§ STUDY TEXT:
BRUNSWICK, Maine (Reuters) - Two young harbor seals have been found 60 miles inland on a Maine river, the farthest state biologists said they have seen juvenile seals roam from the Atlantic Ocean.
One seal seemed to be doing well, while the other was thin and had to be rescued over the weekend, Lynda Doughty of the state Department of Marine Resources said.
“This is the time of year when we typically see them travel, and sometimes they need help,” she said. “Pups are usually born in May or June, stay with the mom for three weeks or so, and then set off to find food.”
The healthy-looking seal, which looked to be about six weeks old, appeared not to have missed too many meals as he splashed around the Sebasticook River, she said.
“Harbor seals are very opportunistic feeders, and it’s found kind of a honey hole of fish,” she said. “It didn’t look skinny.”

§ DATA LISTING:

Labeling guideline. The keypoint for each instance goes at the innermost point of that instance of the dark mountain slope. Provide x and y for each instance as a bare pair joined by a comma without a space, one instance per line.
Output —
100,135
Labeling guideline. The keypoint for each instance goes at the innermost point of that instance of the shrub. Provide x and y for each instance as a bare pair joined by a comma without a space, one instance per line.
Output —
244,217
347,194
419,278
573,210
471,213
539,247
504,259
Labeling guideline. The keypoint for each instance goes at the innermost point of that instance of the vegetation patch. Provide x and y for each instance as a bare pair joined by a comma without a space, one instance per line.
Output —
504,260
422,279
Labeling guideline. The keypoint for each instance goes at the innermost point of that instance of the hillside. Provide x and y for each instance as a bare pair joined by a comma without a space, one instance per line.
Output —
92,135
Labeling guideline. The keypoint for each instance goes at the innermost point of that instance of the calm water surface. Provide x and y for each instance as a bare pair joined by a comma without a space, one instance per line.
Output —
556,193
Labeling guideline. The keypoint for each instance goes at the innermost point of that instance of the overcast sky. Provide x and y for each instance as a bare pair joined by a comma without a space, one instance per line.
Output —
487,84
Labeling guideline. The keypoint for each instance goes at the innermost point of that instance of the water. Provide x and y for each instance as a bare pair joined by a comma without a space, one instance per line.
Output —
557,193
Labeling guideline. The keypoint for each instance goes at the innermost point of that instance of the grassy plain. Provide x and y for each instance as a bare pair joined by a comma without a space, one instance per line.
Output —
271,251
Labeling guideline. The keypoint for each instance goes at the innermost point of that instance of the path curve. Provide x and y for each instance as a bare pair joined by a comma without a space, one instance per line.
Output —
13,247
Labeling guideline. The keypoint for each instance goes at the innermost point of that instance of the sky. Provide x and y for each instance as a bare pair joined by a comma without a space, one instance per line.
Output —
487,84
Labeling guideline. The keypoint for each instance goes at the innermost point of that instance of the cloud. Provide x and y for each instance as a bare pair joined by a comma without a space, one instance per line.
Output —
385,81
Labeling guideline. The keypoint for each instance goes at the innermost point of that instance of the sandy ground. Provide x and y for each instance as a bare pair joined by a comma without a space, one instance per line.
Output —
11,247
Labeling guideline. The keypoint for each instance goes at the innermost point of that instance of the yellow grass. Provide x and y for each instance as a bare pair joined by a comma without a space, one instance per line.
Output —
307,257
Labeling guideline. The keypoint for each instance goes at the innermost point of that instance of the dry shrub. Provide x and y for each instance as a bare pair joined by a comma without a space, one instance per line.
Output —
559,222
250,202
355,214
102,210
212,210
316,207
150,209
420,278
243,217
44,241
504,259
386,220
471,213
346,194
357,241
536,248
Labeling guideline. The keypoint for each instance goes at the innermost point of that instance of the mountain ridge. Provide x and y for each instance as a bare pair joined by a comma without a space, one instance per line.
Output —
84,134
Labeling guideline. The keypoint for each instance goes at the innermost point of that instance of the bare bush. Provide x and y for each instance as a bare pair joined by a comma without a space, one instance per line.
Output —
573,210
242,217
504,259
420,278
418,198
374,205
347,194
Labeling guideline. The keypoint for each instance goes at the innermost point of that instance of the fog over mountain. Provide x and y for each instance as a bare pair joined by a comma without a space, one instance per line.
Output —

§ TASK ITEM A:
Translate this sentence from the harbor seal report into Spanish: "One seal seemed to be doing well, while the other was thin and had to be rescued over the weekend, Lynda Doughty of the state Department of Marine Resources said."
§ TASK ITEM B:
Pick up the harbor seal report after its final sentence and write the next part.
None of the entries are needed for the work on the harbor seal report.

§ EXERCISE RESPONSE A:
Una foca parecía estar bien, mientras que la otra estaba delgada y tuvo que ser rescatada durante el fin de semana, dijo Lynda Doughty, del Departamento de Recursos Marinos del estado.

§ EXERCISE RESPONSE B:
The other seal, a young male, was captured and sent to a rehabilitation facility in Biddeford, where it was expected to spend several months before being released, she said.
Both seals made it all the way to Benton, Maine, about 24 miles north of Augusta, and a likely 60-mile swim from the ocean, she said. Unlike dolphins and porpoises, she said, seals do fine in fresh and brackish water.
Benton is about 60 miles from Rockport, Maine, home to Andre the seal, a local harbor seal whose antics inspired “A Seal Called Andre,” a children’s book, and “Andre,” a 1994 film.